Zadanie 1: Jaki wynik w kategorii M2 podaje strona bloga rowerowego dla maratonu „Pętla Drawska”?

Podany tekst:
====
Rowerowy Blog Internetowy

avatar Siema! To ja saren86. Witaj na moim blogu rowerowym. Od jego założenia na rowerze przejechałem 31207.86 kilometrów + 2245 kilometrów na trenażerze ;)
Więcej przeczytasz na stronie o mnie.

statystyki

2015 button stats bikestats.pl
2014 button stats bikestats.pl
2013 button stats bikestats.pl
2012 button stats bikestats.pl
2011 button stats bikestats.pl
Wpisy archiwalne w kategorii

> 100

Dystans całkowity:10399.86 km (w terenie 91.00 km; 0.88%)
Czas w ruchu:349:18
Średnia prędkość:28.70 km/h
Maksymalna prędkość:76.40 km/h
Suma podjazdów:46189 m
Maks. tętno maksymalne:180 (92 %)
Maks. tętno średnie:178 (91 %)
Suma kalorii:115583 kcal
Liczba aktywności:84
Średnio na aktywność:123.81 km i 4h 18m
Więcej statystyk
  • DST 152.48km
  • Czas 04:23
  • VAVG 34.79km/h
  • VMAX 63.00km/h
  • AVG CAD 86.0
  • HRmax 178 ( 91%)
  • HRavg 154 ( 79%)
  • Kalorie 3150kcal
  • Podjazdy 855m
  • Sprzęt KTM STRADA 2000
  • Aktywność Jazda na rowerze

Maraton Szosowy "Pętla Drawska"

Sobota, 15 czerwca 2013 · dodano: 15.06.2013 | Komentarze 15

Pierwszy start w tym roku.
Mega open 16/133
Mega M2 2/9.
Nie jest źle, jeżeli wziąć pod uwagę niedużą ilość wyjeżdżonych kilometrów spowodowanych kontuzją. Jednak pozostaje wielki niedosyt.
====
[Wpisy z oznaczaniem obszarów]

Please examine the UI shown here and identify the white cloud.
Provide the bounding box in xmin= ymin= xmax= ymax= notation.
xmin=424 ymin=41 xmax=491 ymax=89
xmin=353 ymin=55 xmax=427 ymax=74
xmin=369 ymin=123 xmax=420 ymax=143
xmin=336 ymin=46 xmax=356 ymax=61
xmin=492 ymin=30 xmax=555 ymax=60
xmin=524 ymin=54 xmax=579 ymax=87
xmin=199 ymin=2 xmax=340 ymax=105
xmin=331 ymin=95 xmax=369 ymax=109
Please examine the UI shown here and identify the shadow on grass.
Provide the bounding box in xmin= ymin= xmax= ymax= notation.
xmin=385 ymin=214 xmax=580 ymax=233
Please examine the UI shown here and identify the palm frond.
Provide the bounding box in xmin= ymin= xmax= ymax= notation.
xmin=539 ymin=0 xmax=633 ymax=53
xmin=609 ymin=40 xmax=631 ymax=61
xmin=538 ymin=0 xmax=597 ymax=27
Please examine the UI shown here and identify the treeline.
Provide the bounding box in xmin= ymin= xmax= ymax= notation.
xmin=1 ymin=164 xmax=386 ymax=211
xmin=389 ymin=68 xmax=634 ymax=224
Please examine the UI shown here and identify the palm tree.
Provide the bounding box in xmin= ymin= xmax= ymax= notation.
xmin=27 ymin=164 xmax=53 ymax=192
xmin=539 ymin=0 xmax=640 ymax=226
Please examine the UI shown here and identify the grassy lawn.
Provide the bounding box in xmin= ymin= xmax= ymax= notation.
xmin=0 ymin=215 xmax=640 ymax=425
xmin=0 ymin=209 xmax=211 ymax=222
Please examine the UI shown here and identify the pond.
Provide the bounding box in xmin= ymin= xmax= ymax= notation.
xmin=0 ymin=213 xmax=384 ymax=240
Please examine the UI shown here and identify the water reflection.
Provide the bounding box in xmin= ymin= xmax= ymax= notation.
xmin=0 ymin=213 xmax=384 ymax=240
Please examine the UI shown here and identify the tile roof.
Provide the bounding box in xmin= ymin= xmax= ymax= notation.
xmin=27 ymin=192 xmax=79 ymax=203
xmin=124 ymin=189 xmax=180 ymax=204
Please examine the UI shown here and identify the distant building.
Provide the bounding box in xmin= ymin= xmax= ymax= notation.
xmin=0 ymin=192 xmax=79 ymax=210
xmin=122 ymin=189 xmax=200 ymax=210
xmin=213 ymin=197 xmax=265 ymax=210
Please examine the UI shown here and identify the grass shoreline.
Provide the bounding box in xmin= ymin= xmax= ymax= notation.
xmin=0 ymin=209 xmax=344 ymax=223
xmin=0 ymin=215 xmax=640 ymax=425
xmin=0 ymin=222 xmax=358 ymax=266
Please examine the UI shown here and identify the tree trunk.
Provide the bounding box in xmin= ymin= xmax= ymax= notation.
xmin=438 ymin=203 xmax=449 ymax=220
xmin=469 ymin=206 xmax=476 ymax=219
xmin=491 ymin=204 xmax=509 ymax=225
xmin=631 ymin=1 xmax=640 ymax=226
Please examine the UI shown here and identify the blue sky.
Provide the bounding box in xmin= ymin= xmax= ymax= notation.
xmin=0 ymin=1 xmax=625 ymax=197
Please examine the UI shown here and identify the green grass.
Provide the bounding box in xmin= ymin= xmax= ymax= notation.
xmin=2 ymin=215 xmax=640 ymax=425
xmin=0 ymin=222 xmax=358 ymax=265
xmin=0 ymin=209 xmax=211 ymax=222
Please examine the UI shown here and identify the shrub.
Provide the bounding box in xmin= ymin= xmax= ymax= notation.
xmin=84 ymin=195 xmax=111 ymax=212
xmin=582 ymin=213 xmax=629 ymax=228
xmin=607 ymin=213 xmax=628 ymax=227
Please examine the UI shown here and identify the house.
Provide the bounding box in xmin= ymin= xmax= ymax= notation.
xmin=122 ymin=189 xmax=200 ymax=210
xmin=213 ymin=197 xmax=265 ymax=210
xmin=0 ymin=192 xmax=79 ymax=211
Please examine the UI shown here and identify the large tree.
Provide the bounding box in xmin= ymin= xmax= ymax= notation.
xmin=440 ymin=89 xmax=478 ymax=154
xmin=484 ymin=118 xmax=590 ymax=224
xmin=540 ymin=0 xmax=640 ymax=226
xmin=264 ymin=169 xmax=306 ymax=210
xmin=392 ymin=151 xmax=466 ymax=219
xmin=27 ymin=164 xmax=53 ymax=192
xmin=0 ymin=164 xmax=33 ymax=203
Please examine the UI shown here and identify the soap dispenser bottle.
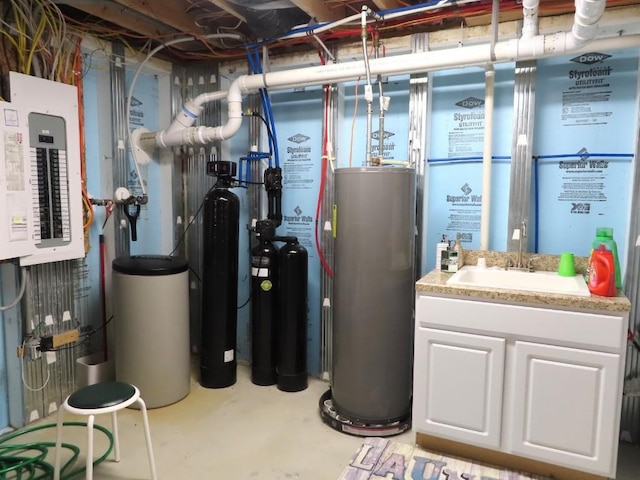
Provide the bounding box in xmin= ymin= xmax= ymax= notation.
xmin=436 ymin=235 xmax=449 ymax=270
xmin=455 ymin=233 xmax=464 ymax=270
====
Zadanie 2: Przepisz wpisy od samego początku aż po wiersz z "xmin=331 ymin=95 xmax=369 ymax=109" włącznie, zamieniając "white cloud" na "gray cloud". Wszystko inne ma pozostać bez zmian.

Pełna odpowiedź 1: Mega M2 2/9.

Pełna odpowiedź 2:
Please examine the UI shown here and identify the gray cloud.
Provide the bounding box in xmin= ymin= xmax= ymax= notation.
xmin=424 ymin=41 xmax=491 ymax=89
xmin=353 ymin=55 xmax=427 ymax=74
xmin=369 ymin=123 xmax=420 ymax=143
xmin=336 ymin=46 xmax=356 ymax=61
xmin=492 ymin=30 xmax=555 ymax=60
xmin=524 ymin=54 xmax=579 ymax=87
xmin=199 ymin=2 xmax=340 ymax=105
xmin=331 ymin=95 xmax=369 ymax=109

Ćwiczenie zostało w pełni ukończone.